書店員向けメールマガジン【箕輪書店だより】2020年1月号
【箕輪書店だより 1月号 目次】
1. 編集者インタビュー
「自分が知りたいと思うか」「面白いかどうか」が判断軸。
日経BP編集者の宮本沙織さんが語る、これまでとこれから。
2.書店員(書店オーナー)インタビュー
時間を積み重ねることが、価値となるものを手掛けたい。
書店オーナー中里聡さんが語る、本好きのコミュニティ作りから始まった兼業書店の話。
3. あとがき
箕輪書店だより 編集長 柳田一記
----------------------------------------------
1. 編集者インタビュー
「自分が知りたいと思うか」「面白いかどうか」が判断軸。
日経BP編集者の宮本沙織さんが語る、これまでとこれから。

• _提示資料_:

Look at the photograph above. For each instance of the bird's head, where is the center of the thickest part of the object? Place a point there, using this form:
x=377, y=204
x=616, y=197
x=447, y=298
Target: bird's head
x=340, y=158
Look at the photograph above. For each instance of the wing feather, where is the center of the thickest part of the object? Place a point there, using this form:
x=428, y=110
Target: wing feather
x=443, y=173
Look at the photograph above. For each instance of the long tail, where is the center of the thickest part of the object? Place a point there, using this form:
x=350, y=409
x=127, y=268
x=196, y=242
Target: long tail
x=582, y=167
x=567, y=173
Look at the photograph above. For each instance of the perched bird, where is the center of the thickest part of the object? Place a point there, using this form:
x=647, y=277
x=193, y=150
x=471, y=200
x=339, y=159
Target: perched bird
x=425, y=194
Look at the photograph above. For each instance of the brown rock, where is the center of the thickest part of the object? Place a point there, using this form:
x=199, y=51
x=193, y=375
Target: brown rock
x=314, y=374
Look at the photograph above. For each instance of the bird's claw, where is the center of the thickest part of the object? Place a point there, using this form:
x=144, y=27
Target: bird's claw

• _記述問題_: 本文の「【箕輪書店だより 1月号 目次】」で始まる段落を、主な内容を残して箇条書きで短くまとめなさい。 上の項目は、本文とは独立した資料である。

• _模範解答_:
- 編集者インタビュー：日経BP編集者の宮本沙織さんが、「自分が知りたいと思うか」「面白いかどうか」という判断軸と、これまでとこれからを語る。
- 書店員（書店オーナー）インタビュー：書店オーナーの中里聡さんが、本好きのコミュニティ作りから始まった兼業書店の話を語る。時間の積み重ねが価値となるものを手掛けたいという。
- あとがき：箕輪書店だより編集長の柳田一記による。